== Exercise data

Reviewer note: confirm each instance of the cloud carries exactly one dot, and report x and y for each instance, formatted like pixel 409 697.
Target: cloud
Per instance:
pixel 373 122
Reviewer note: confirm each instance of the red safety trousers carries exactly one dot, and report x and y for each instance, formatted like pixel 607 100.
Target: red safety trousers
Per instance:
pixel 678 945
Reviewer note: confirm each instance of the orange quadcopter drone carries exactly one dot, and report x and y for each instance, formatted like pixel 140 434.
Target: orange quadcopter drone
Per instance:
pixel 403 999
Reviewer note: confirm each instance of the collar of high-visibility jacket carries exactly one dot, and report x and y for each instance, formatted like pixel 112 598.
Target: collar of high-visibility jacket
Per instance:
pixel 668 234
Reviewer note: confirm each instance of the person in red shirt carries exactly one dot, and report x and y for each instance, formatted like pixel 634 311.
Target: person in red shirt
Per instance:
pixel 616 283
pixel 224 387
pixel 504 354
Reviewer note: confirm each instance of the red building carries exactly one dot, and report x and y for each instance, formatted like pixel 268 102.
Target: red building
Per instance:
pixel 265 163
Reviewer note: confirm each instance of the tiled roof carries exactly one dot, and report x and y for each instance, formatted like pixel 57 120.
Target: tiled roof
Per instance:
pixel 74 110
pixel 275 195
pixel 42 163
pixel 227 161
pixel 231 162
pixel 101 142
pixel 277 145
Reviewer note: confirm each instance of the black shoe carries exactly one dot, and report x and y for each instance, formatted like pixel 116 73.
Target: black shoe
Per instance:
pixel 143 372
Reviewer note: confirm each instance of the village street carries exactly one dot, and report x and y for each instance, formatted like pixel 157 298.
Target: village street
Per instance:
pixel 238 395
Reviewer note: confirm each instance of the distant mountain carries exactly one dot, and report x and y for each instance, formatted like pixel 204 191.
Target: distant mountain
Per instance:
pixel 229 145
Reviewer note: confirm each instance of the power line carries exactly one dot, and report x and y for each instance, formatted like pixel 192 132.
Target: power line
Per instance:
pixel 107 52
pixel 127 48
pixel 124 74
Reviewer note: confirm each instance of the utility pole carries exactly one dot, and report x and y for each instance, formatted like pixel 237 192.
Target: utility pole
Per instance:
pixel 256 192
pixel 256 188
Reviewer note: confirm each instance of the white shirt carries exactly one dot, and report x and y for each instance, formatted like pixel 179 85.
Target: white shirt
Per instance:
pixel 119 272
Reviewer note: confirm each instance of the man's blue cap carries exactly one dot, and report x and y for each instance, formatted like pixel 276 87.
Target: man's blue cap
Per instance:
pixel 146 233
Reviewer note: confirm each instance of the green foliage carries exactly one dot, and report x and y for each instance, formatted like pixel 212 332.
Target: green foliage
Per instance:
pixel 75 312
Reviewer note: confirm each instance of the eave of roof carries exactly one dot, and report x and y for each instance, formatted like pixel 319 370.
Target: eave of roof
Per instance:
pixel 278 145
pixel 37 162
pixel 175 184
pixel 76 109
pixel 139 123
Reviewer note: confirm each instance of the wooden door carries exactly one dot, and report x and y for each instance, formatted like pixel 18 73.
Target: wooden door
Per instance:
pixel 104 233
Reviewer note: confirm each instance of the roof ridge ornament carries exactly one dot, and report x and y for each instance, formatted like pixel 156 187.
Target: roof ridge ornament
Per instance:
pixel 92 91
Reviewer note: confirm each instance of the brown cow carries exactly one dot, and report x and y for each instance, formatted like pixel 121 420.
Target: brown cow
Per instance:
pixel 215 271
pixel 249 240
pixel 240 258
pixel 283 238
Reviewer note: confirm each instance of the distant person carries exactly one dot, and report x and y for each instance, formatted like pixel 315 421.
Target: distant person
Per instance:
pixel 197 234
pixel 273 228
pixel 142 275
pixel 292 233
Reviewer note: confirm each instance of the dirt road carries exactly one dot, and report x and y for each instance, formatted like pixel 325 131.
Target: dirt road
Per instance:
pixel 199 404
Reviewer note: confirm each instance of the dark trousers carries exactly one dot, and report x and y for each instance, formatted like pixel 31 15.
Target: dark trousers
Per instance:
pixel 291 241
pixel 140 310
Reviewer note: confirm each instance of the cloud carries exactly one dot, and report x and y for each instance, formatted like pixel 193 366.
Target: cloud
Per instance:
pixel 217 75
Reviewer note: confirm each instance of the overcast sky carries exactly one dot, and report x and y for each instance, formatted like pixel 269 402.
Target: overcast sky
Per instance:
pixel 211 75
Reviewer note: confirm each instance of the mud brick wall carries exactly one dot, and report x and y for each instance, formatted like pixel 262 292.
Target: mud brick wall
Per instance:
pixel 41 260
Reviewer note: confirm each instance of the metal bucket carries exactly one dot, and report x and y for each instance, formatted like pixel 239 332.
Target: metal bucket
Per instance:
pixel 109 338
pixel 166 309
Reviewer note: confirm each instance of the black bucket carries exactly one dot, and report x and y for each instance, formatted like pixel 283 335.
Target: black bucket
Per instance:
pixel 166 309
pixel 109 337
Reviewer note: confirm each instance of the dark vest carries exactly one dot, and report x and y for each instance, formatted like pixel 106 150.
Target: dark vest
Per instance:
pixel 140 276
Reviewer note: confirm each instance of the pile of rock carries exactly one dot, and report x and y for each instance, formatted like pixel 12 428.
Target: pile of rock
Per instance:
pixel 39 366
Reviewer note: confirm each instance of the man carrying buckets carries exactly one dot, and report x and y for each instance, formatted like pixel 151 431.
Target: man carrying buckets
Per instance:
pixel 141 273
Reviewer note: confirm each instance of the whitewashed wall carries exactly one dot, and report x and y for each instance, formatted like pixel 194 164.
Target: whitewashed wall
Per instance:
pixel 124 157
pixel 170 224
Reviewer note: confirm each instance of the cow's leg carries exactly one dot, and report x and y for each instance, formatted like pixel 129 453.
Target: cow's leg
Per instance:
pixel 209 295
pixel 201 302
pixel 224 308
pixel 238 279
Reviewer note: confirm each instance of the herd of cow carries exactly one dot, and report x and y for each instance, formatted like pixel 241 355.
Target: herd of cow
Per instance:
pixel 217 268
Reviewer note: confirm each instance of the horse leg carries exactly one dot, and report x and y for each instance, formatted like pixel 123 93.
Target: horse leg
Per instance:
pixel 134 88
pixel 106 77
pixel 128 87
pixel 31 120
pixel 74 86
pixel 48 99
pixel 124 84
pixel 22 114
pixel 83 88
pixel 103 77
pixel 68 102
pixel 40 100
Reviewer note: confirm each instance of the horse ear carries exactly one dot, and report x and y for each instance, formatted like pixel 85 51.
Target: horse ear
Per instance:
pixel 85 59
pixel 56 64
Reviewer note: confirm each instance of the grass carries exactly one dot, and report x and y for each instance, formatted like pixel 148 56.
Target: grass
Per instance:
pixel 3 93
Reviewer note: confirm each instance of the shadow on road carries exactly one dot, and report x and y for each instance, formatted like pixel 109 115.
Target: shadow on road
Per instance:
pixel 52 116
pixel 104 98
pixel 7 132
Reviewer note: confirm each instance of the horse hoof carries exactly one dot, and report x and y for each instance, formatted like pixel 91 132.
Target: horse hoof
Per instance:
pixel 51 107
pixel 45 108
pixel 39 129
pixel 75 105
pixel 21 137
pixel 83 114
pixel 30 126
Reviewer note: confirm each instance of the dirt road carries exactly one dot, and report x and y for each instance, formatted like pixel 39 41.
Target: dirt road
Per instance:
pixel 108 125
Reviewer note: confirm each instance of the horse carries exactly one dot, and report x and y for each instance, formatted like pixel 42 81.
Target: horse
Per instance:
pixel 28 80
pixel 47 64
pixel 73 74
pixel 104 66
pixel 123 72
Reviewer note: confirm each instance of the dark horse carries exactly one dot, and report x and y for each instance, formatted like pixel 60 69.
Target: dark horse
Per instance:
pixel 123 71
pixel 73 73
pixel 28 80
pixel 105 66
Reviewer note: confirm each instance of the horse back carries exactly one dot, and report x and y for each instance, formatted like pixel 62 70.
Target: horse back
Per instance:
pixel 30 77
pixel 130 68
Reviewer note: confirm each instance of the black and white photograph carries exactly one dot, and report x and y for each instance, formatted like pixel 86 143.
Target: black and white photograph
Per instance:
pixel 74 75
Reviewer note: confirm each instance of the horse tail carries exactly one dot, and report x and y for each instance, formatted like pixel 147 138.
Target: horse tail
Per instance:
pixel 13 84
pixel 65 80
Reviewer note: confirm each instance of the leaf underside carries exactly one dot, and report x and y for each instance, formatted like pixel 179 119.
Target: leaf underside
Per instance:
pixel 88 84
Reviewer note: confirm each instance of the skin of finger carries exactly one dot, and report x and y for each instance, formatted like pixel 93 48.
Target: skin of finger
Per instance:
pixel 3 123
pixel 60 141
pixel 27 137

====

● Action item
From the entries above, give again exactly the lines running from the line with "Target: power line" to the line with "Target: utility pole"; include both of those lines.

● Solution for this task
Target: power line
Per instance:
pixel 107 52
pixel 127 48
pixel 124 74
Reviewer note: confirm each instance of the utility pole carries exactly one dot, and report x and y for each instance, formatted like pixel 237 192.
Target: utility pole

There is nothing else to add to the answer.